◆ **BRANO DA LEGGERE**:
Non solo, ma questo modo di manifestarsi da parte di Dio ci insegna ad amare i piccoli, i deboli. Il bambino di Betlemme dirige il nostro sguardo verso tutti i bambini: pensiamo ai bimbi non nati perché rifiutati da una società egoistica, pensiamo ai bambini che, come soldati, vengono introdotti in un mondo di violenza e sono costretti a imbracciare armi; pensiamo ai bambini che devono mendicare perché soffrono la miseria e la fame; i bambini che sperimentano la più insopportabile delle povertà che è quella di essere rifiutati, di non essere amati da nessuno. E lasciatemi dire, carissimi, ce ne sono davvero tanti, troppi!

◆ **COSA FARE**:
Ricopia senza cambiamenti la parte del brano da leggere che va dalle parole "Non solo, ma" fino alle parole "davvero tanti, troppi!", queste comprese.

◆ **DATI FORNITI**:

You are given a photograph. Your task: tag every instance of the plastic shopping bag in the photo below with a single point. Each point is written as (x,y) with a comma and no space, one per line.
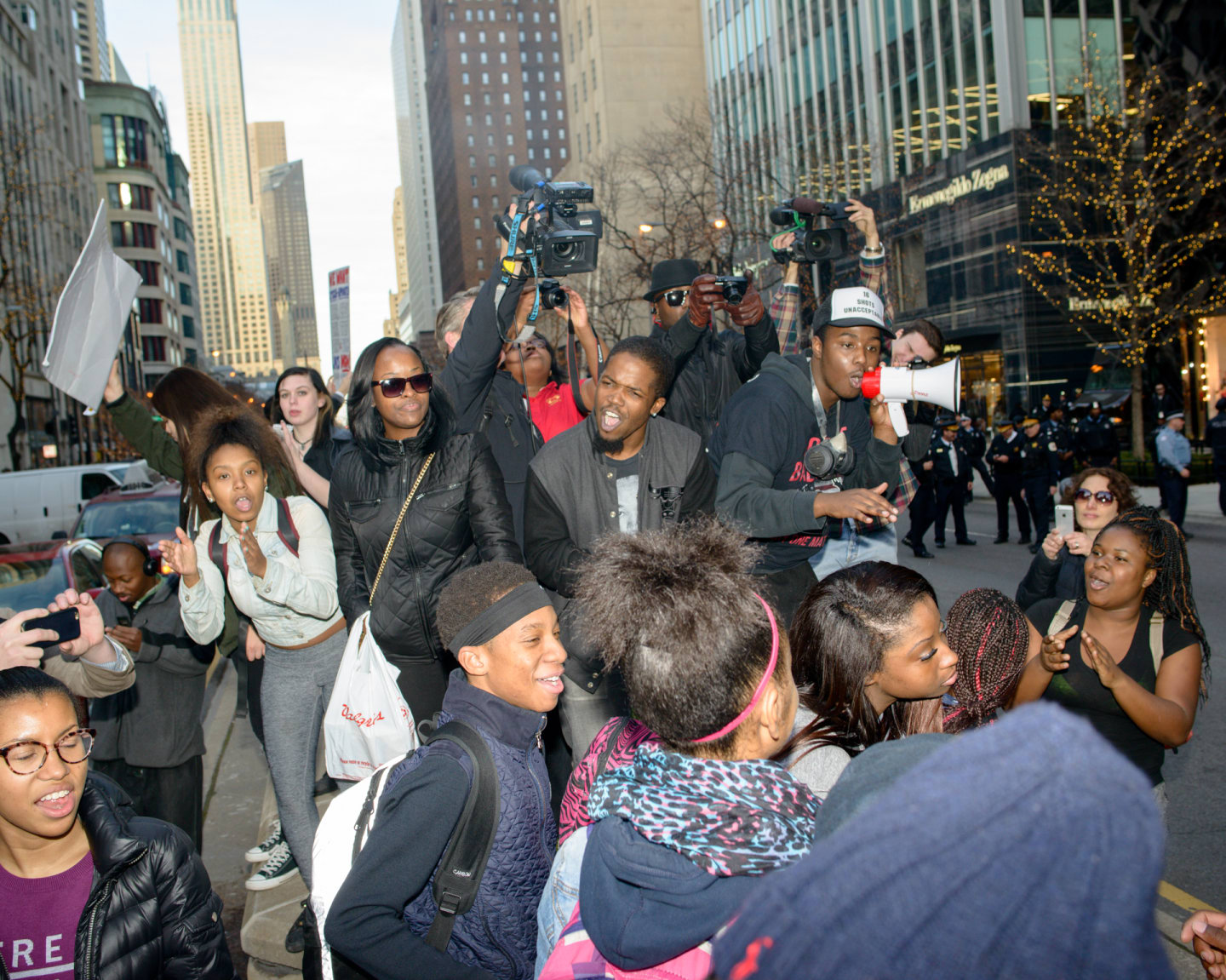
(367,721)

◆ **SOLUZIONE**:
Non solo, ma questo modo di manifestarsi da parte di Dio ci insegna ad amare i piccoli, i deboli. Il bambino di Betlemme dirige il nostro sguardo verso tutti i bambini: pensiamo ai bimbi non nati perché rifiutati da una società egoistica, pensiamo ai bambini che, come soldati, vengono introdotti in un mondo di violenza e sono costretti a imbracciare armi; pensiamo ai bambini che devono mendicare perché soffrono la miseria e la fame; i bambini che sperimentano la più insopportabile delle povertà che è quella di essere rifiutati, di non essere amati da nessuno. E lasciatemi dire, carissimi, ce ne sono davvero tanti, troppi!